» **Information**:
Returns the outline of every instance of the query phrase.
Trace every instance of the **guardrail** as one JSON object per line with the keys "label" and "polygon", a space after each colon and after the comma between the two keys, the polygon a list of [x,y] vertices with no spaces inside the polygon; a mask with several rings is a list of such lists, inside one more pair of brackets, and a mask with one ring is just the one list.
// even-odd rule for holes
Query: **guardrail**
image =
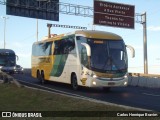
{"label": "guardrail", "polygon": [[0,80],[2,80],[2,83],[10,83],[13,82],[16,86],[22,87],[22,85],[12,76],[8,75],[7,73],[4,73],[0,70]]}

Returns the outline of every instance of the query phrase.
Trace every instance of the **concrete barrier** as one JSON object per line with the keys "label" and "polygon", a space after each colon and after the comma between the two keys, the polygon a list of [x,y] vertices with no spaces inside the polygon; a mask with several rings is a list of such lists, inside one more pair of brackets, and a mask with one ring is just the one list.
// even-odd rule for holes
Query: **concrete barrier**
{"label": "concrete barrier", "polygon": [[160,75],[129,73],[129,85],[148,88],[160,88]]}
{"label": "concrete barrier", "polygon": [[31,69],[30,68],[25,68],[23,72],[24,72],[24,74],[31,76]]}

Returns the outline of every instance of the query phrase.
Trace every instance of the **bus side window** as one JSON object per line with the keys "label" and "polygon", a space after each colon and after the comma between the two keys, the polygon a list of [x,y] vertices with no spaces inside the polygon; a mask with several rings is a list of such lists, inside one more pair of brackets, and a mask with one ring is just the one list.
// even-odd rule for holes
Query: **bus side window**
{"label": "bus side window", "polygon": [[54,44],[55,44],[54,55],[59,55],[61,53],[61,49],[62,49],[61,41],[55,41]]}
{"label": "bus side window", "polygon": [[33,44],[32,55],[48,56],[51,55],[52,42]]}
{"label": "bus side window", "polygon": [[54,44],[55,44],[54,55],[76,53],[75,41],[73,36],[55,41]]}
{"label": "bus side window", "polygon": [[73,54],[75,53],[75,41],[74,36],[69,36],[64,41],[64,54]]}

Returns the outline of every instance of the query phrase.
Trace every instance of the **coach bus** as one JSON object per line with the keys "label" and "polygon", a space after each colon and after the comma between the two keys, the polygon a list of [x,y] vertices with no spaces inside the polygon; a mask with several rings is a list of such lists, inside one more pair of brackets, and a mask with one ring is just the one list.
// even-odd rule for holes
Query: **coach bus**
{"label": "coach bus", "polygon": [[11,49],[0,49],[0,70],[7,73],[14,73],[16,66],[15,52]]}
{"label": "coach bus", "polygon": [[33,43],[32,76],[41,83],[67,83],[77,90],[79,86],[127,86],[128,57],[119,35],[93,30],[77,30]]}

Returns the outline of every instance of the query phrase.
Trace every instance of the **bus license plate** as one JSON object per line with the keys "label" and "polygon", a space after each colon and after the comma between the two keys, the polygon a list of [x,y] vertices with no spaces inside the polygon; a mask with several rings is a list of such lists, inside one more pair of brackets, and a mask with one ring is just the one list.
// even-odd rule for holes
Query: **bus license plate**
{"label": "bus license plate", "polygon": [[110,86],[114,86],[114,85],[115,85],[115,83],[114,83],[114,82],[109,82],[109,83],[108,83],[108,85],[110,85]]}

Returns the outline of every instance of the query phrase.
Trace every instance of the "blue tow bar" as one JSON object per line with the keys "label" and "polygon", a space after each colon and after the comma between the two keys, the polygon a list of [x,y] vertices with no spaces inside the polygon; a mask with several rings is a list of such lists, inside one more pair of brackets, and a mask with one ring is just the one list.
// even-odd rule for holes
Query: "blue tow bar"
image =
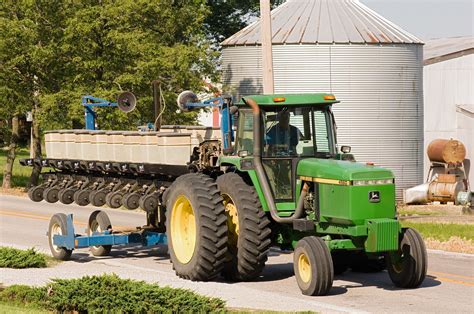
{"label": "blue tow bar", "polygon": [[66,229],[65,235],[53,236],[53,244],[68,250],[97,245],[137,244],[153,246],[168,243],[166,234],[148,230],[119,234],[113,234],[109,230],[106,230],[103,232],[94,232],[90,236],[76,235],[74,232],[72,214],[67,215]]}

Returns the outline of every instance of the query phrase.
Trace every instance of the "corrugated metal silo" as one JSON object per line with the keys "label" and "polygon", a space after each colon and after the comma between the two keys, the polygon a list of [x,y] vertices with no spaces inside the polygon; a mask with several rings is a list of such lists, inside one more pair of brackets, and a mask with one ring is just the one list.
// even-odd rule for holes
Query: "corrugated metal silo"
{"label": "corrugated metal silo", "polygon": [[[289,0],[272,32],[275,93],[334,93],[339,144],[393,170],[398,199],[421,183],[423,43],[351,0]],[[222,45],[225,89],[261,93],[259,22]]]}

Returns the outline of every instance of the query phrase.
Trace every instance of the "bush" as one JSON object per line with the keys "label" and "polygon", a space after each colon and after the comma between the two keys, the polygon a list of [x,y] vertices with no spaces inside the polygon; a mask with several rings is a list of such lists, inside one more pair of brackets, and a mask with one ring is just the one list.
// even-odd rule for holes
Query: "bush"
{"label": "bush", "polygon": [[0,267],[42,268],[46,266],[46,255],[38,253],[35,249],[19,250],[0,247]]}
{"label": "bush", "polygon": [[57,312],[161,313],[224,312],[224,301],[190,290],[159,287],[116,275],[55,279],[47,287],[11,286],[0,302],[40,305]]}

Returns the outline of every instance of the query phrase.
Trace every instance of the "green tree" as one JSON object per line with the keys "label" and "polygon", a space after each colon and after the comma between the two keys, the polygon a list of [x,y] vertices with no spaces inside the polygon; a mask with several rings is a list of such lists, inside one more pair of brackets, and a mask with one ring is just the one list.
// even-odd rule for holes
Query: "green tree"
{"label": "green tree", "polygon": [[[272,7],[285,0],[272,0]],[[218,44],[238,32],[260,15],[260,0],[207,0],[211,10],[205,20],[206,31]]]}
{"label": "green tree", "polygon": [[62,49],[68,56],[66,87],[45,96],[43,125],[83,123],[80,95],[115,100],[133,92],[137,109],[97,111],[100,128],[132,129],[153,122],[151,82],[161,81],[167,104],[164,123],[193,123],[196,113],[176,114],[177,93],[199,90],[205,76],[215,77],[214,52],[205,37],[204,1],[82,1],[68,19]]}
{"label": "green tree", "polygon": [[[18,117],[37,112],[40,97],[61,88],[65,61],[59,48],[69,7],[62,0],[4,0],[0,2],[0,110],[12,121],[3,187],[10,178],[17,147]],[[33,123],[35,153],[41,154],[39,125]],[[34,170],[38,173],[38,169]],[[32,176],[33,180],[35,176]]]}

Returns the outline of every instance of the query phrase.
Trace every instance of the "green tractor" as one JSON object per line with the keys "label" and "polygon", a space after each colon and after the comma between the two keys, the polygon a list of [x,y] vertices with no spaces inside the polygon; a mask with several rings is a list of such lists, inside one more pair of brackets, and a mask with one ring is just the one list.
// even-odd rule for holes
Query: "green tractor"
{"label": "green tractor", "polygon": [[[305,295],[329,293],[348,268],[381,271],[416,288],[427,271],[420,234],[396,218],[391,171],[340,147],[330,94],[244,97],[232,149],[214,171],[178,177],[163,196],[173,267],[180,277],[259,276],[271,246],[294,250]],[[203,173],[204,172],[204,173]]]}

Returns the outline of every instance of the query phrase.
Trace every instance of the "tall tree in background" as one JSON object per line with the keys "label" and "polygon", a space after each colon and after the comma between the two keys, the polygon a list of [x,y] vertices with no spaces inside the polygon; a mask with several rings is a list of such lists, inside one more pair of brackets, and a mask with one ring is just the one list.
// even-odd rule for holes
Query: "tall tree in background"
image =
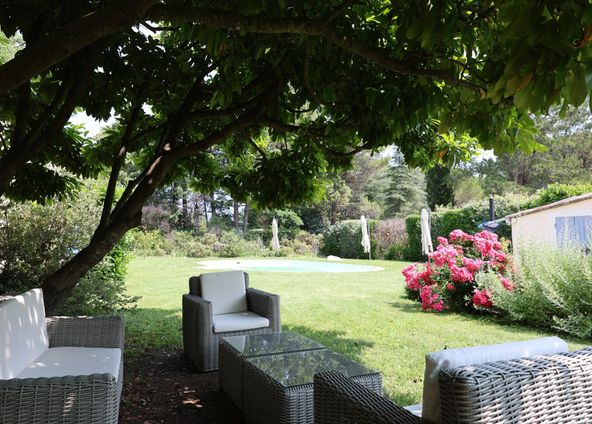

» **Assigned task**: The records are to be retyped in full and exactly, with no image carried over.

» **Answer space**:
Returns the outline of every instance of the query phrase.
Trace every instance of the **guardrail** as one JSON object per line with the keys "label" and "polygon", a space after each colon and after the comma between the two keys, the polygon a list of [x,y] vertices with no spaces inside the polygon; a mask with several rings is a list of such lists, inside one more pair of brackets, and a mask with one ring is just the one list.
// even-odd rule for holes
Query: **guardrail**
image =
{"label": "guardrail", "polygon": [[0,80],[2,80],[2,83],[10,83],[13,82],[16,86],[22,87],[22,85],[12,76],[8,75],[7,73],[4,73],[0,70]]}

Returns the outline of every instance of the query phrase.
Trace every instance of the **concrete barrier** as one JSON object per line with the keys "label" and "polygon", a space after each colon and after the comma between the two keys, the polygon a list of [x,y] vertices with no spaces inside the polygon; a mask with several rings is a list of such lists, inside one more pair of brackets, and a mask with one ring is just the one list.
// even-odd rule for holes
Query: **concrete barrier**
{"label": "concrete barrier", "polygon": [[160,75],[129,73],[129,85],[148,88],[160,88]]}
{"label": "concrete barrier", "polygon": [[31,69],[30,68],[25,68],[23,72],[24,72],[24,74],[31,76]]}

Returns the outline of every instance of the query phrase.
Trace every instance of the **bus side window** as one JSON object per line with the keys "label" and "polygon", a space after each colon and after the comma between the two keys, the polygon a list of [x,y] vertices with no spaces inside the polygon; a mask with several rings is a list of such lists, inside one more pair of brackets, and a mask with one ring is just the one list.
// even-odd rule for holes
Query: **bus side window**
{"label": "bus side window", "polygon": [[54,44],[55,44],[54,55],[59,55],[61,53],[61,49],[62,49],[61,41],[55,41]]}
{"label": "bus side window", "polygon": [[33,44],[32,55],[48,56],[51,55],[52,42]]}
{"label": "bus side window", "polygon": [[54,44],[55,44],[54,55],[76,53],[75,41],[73,36],[55,41]]}
{"label": "bus side window", "polygon": [[73,54],[75,53],[75,41],[74,36],[69,36],[64,41],[64,54]]}

Returns the outline of every instance of the query phrase.
Trace every instance of the **coach bus** as one JSON object per line with the keys "label" and "polygon", a space after each colon and after the comma between the two keys, the polygon a list of [x,y] vertices with no spaces inside the polygon; a mask with several rings is a list of such lists, inside one more pair of brackets, and a mask with one ring is just the one list.
// even-odd rule for holes
Query: **coach bus**
{"label": "coach bus", "polygon": [[11,49],[0,49],[0,70],[7,73],[14,73],[16,66],[15,52]]}
{"label": "coach bus", "polygon": [[33,43],[32,76],[41,83],[67,83],[77,90],[79,86],[127,86],[128,57],[119,35],[93,30],[77,30]]}

Returns the outline of every instance of the query phrase.
Trace every instance of the **bus license plate** as one JSON object per line with the keys "label" and "polygon", a space after each colon and after the comma between the two keys, the polygon a list of [x,y] vertices with no spaces inside the polygon; a mask with several rings is a list of such lists, inside one more pair of brackets, and a mask with one ring is just the one list.
// even-odd rule for holes
Query: **bus license plate**
{"label": "bus license plate", "polygon": [[110,86],[114,86],[114,85],[115,85],[115,83],[114,83],[114,82],[109,82],[109,83],[108,83],[108,85],[110,85]]}

Returns the outline of every instance of the query phrase.
Trace every instance of the "blue tow bar" as one JSON object per line with the keys "label" and "polygon", a space after each colon and after the comma between the two keys, the polygon a list of [x,y] vertices with no spaces inside the polygon; a mask with several rings is a list of such lists, inside one more pair of brackets, and a mask with one ring is just the one list.
// even-odd rule for holes
Query: "blue tow bar"
image =
{"label": "blue tow bar", "polygon": [[66,229],[65,235],[53,236],[53,244],[68,250],[97,245],[137,244],[153,246],[168,243],[166,234],[148,230],[119,234],[113,234],[109,230],[106,230],[103,232],[94,232],[90,236],[76,235],[74,232],[72,214],[67,215]]}

Returns the outline of every instance of the query phrase.
Trace every instance of the "corrugated metal silo" as one JSON object per line with the keys "label" and "polygon", a space after each colon and after the comma between the two keys, the polygon a list of [x,y] vertices with no spaces inside the polygon; a mask with several rings is a list of such lists, inside one more pair of brackets, and a mask with one ring is just the one list.
// even-odd rule for holes
Query: "corrugated metal silo"
{"label": "corrugated metal silo", "polygon": [[[289,0],[272,32],[275,93],[334,93],[339,144],[393,170],[398,199],[421,183],[423,43],[351,0]],[[222,45],[225,89],[261,93],[259,22]]]}

Returns the outline of every instance of the query phrase.
Trace every instance of the "bush" as one JSON object per line with the keys "label" and "polygon", a space after each colon and after the comma between the two keys, the polygon a list of [x,y] vertices with no spaces inside the polygon; a mask with several rings is a list of such lists, inside one more pair of brackets, and a mask with one ring is just the one list.
// even-odd rule for holes
Query: "bush"
{"label": "bush", "polygon": [[0,267],[42,268],[46,266],[46,255],[38,253],[35,249],[19,250],[0,247]]}
{"label": "bush", "polygon": [[57,312],[161,313],[224,312],[224,301],[190,290],[159,287],[116,275],[55,279],[47,287],[11,286],[0,302],[40,305]]}

Returns the outline of every instance of the query phrase.
Trace every instance of the "green tree" as one JSON object per line with the keys "label" and "polygon", a space after each colon and after the comma between the two keys, the polygon a list of [x,y] vertices with no spaces inside the polygon; a mask with several rings is a list of such lists, inside one more pair of brackets, and a mask with one ring is just the one list.
// even-odd rule for holes
Query: "green tree"
{"label": "green tree", "polygon": [[[272,7],[285,0],[272,0]],[[218,44],[238,32],[260,15],[260,0],[207,0],[211,10],[205,20],[206,31]]]}
{"label": "green tree", "polygon": [[62,49],[68,56],[66,87],[45,96],[43,125],[83,123],[80,95],[115,100],[133,92],[137,109],[97,111],[100,128],[132,129],[153,122],[151,82],[161,81],[167,104],[164,123],[193,123],[196,113],[176,114],[177,93],[199,90],[205,76],[215,77],[214,52],[205,37],[204,1],[82,1],[68,19]]}
{"label": "green tree", "polygon": [[[18,117],[37,112],[40,97],[61,88],[65,61],[59,48],[69,7],[62,0],[4,0],[0,2],[0,110],[12,121],[3,187],[10,178],[17,147]],[[33,123],[35,153],[41,154],[39,125]],[[34,170],[38,173],[38,169]],[[32,176],[33,180],[35,176]]]}

Returns the outline of every instance of the query phrase.
Trace every instance of the "green tractor" as one JSON object per line with the keys "label" and "polygon", a space after each colon and after the comma between the two keys, the polygon a list of [x,y] vertices with no spaces inside the polygon; a mask with several rings is a list of such lists, inside one more pair of brackets, and a mask with one ring is just the one list.
// even-odd rule for holes
Query: "green tractor"
{"label": "green tractor", "polygon": [[[305,295],[329,293],[348,268],[381,271],[416,288],[427,271],[420,234],[396,218],[391,171],[340,147],[330,94],[244,97],[232,149],[214,171],[178,177],[163,196],[173,267],[180,277],[259,276],[271,246],[294,250]],[[203,173],[204,172],[204,173]]]}

Returns the outline of every instance of the query phrase.
Trace every instance of the "tall tree in background" as one JSON object per line with the keys "label" and "polygon", a space after each colon and after the comma between the two keys, the polygon a list of [x,y] vertices with no spaces inside the polygon; a mask with several rings is a list of such lists, inside one more pair of brackets, and a mask with one ring is just the one list.
// even-odd rule for holes
Query: "tall tree in background"
image =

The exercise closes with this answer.